What to do – Reproduce only the lines from the one containing "Objective — one marker on every instance of the eyeglasses" through the end of the entries below, requests included, and offset every coordinate in the answers by -126.

Supplied material –
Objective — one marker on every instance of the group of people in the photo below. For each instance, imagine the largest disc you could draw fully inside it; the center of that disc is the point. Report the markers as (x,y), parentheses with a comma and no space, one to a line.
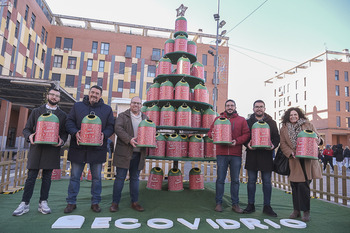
(130,158)
(335,154)
(302,171)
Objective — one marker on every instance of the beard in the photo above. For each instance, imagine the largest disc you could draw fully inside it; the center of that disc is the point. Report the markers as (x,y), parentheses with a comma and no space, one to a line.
(52,102)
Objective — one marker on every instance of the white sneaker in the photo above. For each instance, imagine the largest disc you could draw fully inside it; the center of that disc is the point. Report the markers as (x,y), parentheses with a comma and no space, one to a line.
(21,209)
(44,208)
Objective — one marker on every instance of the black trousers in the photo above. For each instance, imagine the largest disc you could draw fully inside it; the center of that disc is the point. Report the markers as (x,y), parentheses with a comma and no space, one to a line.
(301,195)
(328,159)
(30,183)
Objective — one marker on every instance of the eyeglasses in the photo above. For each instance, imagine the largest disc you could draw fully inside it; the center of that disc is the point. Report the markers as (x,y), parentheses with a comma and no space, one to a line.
(52,94)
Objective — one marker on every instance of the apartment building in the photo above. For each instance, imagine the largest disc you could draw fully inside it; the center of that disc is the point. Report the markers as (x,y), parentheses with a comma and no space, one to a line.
(319,86)
(76,53)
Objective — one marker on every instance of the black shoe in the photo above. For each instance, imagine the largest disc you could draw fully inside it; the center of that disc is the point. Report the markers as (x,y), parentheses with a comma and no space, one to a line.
(269,211)
(250,209)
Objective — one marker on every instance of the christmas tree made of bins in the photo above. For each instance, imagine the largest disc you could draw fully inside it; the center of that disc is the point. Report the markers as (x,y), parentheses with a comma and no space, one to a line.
(179,100)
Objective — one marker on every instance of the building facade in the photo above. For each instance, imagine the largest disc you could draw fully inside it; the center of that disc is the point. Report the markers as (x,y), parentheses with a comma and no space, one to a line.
(78,53)
(319,86)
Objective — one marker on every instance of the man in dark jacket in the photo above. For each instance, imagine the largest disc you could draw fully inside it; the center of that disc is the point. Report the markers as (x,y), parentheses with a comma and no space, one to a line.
(128,157)
(42,156)
(261,160)
(79,155)
(230,156)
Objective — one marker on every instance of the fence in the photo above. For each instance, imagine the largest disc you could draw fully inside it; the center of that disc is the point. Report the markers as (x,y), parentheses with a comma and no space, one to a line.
(332,187)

Answer in full –
Objective — one marker on every instance of the eyeglasses in the photo above. For each instance, imagine the largest disc you could draw fully inside it; the center of that disc is the point. Report the markers as (x,y), parentheses with a comma and no space, one to a line.
(-74,-32)
Objective — one marker on every instance of the apartment building in the photo above. For each instance, imagine the largest disc you could draw fully inside it; the center of that disc is the point. Report the markers as (x,y), parentheses with a comma and no space, one to a line.
(193,-40)
(-50,-73)
Objective — one marker on every instance of the black shoe in the photo above. For each instance, imagine the largest disc you could draw fully inside it; the center of that disc is the point. Report the markers as (x,y), parentheses with a comma and no space, one to a line.
(143,85)
(124,83)
Objective — one marker on every instance of the christmas tree made of bins in the photo above. For each instance, imagine the largest disc you could draw fully inside it; the center of that disc is the point. Report the markers as (x,y), parentheses with a comma and no space, one to a line.
(53,-26)
Objective — one marker on every instance of the building facade in the photo above. For each instance, imagine the largest disc you could draw fully inside it; the center of that disc is the point. Report the markers as (x,y), parentheses with a comma and no space, one to a line.
(-48,-73)
(193,-40)
Objective — one marker on every instance of the man in dark jacket in the photo above. For each instance, imagine the largest disc you could draw fully inside it; the center of that disc is the point. Report the markers as (x,y), parentheses with a comma and no space, one to a line.
(2,31)
(-84,30)
(135,34)
(-47,29)
(104,30)
Objective — one marker on every instance of the fence in the photo above. For each instance, imagine the largest disc you could draw fully inside it; the center of that disc is the point. Report the markers as (x,y), parentheses with a comma and no space, one to a line.
(206,61)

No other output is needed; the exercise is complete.